Cut off our doubt, inform us of the blessed Dharma, O thou of
great understanding; speak in the midst of us, O thou who art
all-seeing, as is the thousand-eyed Lord of the gods.

"We will ask the muni of great understanding, who has crossed the
stream, gone to the other shore, is blessed and of a firm mind:
How does a bhikkhu wander rightly in the world, after having gone
out from his house and driven away desire?"

The Buddha said:

"Let the bhikkhu subdue his passion for human and celestial
pleasures, then, having conquered existence, he will command the
Dharma. Such a one will wander rightly in the world.

"He whose lusts have been destroyed, who is free from pride, who
has overcome all the ways of passion, is subdued, perfectly
happy, and of a firm mind. Such a one will wander rightly in the
world.

"Faithful is he who is possessed of knowledge, seeing the way
that leads to Nirvana; he who is not a partisan; he who is pure
and virtuous, and has removed the veil from his eyes. Such a one
will wander rightly in the world."

Said the bhikkhus: "Certainly, O Bhagavat, it is so: whichever
bhikkhu lives in this way, subdued and having overcome all bonds,
such a one will wander rightly in the world."

The Blessed One said:

"Whatever is to be done by him who aspires to attain the
tranquillity of Nirvana let him be able and upright,
conscientious and gentle, and not proud.

"Let a man's pleasure be the Dharma, let him delight in the
Dharma, let him stand fast in the Dharma, let him know how to
inquire into the Dharma, let him not raise any dispute that
pollutes the Dharma, and let him spend his time in pondering on
the well-spoken truths of the Dharma.

*Supplied data*
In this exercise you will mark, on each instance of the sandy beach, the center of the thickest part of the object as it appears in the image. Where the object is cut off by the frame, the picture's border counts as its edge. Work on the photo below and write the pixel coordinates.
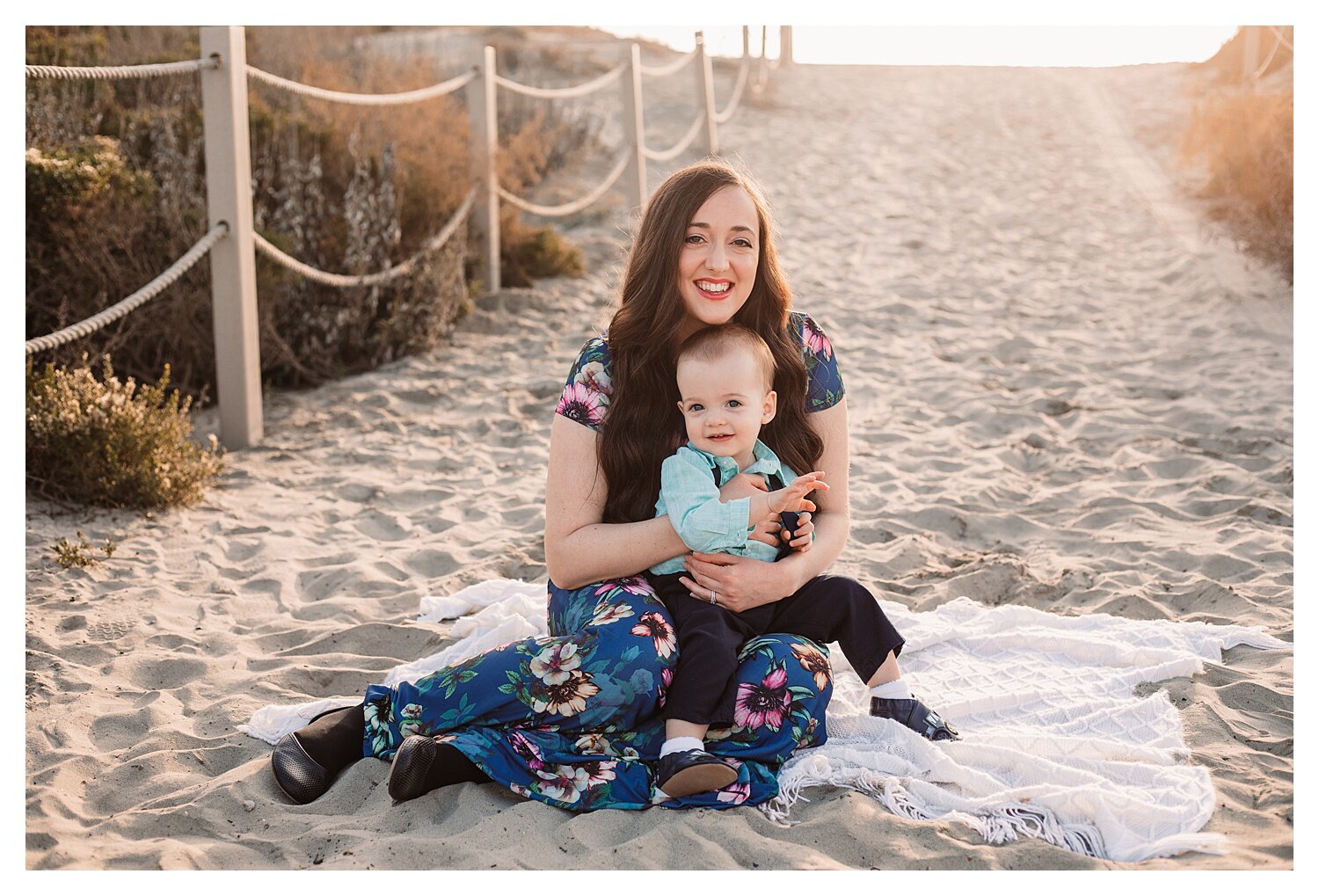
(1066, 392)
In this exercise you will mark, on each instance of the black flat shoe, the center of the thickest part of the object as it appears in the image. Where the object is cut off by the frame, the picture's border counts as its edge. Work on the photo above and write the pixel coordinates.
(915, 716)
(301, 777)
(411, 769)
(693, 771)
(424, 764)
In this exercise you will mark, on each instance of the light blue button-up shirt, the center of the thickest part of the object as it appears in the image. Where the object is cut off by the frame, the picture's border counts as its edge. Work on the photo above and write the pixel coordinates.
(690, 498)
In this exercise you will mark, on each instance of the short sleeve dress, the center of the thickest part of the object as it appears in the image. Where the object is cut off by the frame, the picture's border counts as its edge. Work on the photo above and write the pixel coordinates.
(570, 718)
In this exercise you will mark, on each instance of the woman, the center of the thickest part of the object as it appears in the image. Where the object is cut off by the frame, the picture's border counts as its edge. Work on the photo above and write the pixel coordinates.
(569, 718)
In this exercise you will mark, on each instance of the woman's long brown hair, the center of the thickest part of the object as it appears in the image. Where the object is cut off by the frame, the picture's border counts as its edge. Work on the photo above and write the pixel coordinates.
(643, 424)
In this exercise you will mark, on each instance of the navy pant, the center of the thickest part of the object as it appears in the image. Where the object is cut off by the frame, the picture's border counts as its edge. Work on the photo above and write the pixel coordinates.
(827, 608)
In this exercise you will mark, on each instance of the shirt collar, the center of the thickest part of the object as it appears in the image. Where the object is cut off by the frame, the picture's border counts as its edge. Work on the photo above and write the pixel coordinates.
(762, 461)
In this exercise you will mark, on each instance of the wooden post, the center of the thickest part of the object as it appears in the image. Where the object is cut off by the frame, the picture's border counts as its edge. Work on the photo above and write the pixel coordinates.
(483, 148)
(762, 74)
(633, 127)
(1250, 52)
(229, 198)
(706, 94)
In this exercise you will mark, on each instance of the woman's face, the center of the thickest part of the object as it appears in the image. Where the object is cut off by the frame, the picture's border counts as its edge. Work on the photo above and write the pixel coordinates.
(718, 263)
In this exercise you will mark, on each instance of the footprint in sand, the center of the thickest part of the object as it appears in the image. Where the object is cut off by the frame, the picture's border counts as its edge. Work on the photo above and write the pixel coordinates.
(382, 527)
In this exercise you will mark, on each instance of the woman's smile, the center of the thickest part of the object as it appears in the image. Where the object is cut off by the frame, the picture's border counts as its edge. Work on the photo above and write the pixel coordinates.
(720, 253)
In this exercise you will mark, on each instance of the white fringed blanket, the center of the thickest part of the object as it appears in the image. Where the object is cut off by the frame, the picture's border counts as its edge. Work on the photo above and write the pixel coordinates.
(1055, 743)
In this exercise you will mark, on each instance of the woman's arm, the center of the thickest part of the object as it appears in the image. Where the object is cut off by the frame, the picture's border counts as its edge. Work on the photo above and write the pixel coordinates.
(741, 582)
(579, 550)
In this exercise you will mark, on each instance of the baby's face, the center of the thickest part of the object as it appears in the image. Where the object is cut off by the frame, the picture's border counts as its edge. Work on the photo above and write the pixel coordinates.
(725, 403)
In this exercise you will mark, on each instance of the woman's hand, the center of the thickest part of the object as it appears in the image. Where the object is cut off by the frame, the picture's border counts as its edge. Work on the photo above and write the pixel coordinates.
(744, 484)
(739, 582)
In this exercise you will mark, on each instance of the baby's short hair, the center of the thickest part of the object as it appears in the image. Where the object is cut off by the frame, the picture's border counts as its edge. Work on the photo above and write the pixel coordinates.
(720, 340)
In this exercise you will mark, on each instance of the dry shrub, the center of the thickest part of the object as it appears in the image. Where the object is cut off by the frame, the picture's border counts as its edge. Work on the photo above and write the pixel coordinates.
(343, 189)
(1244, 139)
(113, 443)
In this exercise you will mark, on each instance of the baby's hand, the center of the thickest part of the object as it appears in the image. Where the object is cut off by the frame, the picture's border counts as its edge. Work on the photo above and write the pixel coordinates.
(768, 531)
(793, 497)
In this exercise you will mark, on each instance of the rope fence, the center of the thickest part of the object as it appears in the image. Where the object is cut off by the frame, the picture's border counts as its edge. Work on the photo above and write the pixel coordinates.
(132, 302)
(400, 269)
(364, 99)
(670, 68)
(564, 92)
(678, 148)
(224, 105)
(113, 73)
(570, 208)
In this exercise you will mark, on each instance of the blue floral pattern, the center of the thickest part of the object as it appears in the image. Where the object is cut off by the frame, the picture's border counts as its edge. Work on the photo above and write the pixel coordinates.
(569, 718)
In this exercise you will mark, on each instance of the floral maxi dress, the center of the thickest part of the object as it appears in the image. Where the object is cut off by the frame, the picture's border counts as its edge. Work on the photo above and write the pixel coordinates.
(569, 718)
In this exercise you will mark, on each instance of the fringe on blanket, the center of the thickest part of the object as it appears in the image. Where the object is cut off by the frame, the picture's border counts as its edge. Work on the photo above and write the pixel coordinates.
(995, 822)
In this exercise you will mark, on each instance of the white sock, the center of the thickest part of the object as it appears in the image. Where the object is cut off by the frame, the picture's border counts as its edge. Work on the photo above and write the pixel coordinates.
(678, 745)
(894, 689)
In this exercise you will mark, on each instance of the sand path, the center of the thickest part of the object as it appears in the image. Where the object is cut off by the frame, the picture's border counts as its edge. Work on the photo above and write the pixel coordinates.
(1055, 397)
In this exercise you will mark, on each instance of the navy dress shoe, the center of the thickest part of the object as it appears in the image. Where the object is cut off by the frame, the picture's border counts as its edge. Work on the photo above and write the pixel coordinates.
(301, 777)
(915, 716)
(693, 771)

* * *

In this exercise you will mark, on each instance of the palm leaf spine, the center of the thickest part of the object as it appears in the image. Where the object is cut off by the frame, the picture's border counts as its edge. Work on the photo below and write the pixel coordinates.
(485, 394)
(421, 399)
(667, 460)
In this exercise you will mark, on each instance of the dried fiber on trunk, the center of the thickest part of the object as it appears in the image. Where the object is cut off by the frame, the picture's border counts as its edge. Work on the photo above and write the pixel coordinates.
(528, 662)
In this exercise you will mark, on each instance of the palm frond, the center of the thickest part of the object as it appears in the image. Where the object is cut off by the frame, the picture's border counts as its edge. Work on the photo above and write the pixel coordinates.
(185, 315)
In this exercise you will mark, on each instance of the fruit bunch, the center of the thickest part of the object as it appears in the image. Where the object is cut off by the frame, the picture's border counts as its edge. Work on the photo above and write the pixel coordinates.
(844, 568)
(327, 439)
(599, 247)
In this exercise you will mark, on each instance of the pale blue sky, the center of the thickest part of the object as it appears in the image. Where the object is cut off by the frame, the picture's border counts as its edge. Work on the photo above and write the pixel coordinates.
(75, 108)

*Work to do*
[1] Answer these questions about the Dharma passage:
(a) To whom is the all-seeing one compared in the opening lines?
(b) What passion does the Buddha say the bhikkhu should subdue?
(c) What qualities should mark one who aspires to the tranquillity of Nirvana?
[2] Reproduce the stretch of the Dharma passage from "Cut off our" through "of the gods.".

*Outputs by task*
[1]
(a) The thousand-eyed Lord of the gods.
(b) His passion for human and celestial pleasures.
(c) He should be able and upright, conscientious and gentle, and not proud.

[2]
Cut off our doubt, inform us of the blessed Dharma, O thou of
great understanding; speak in the midst of us, O thou who art
all-seeing, as is the thousand-eyed Lord of the gods.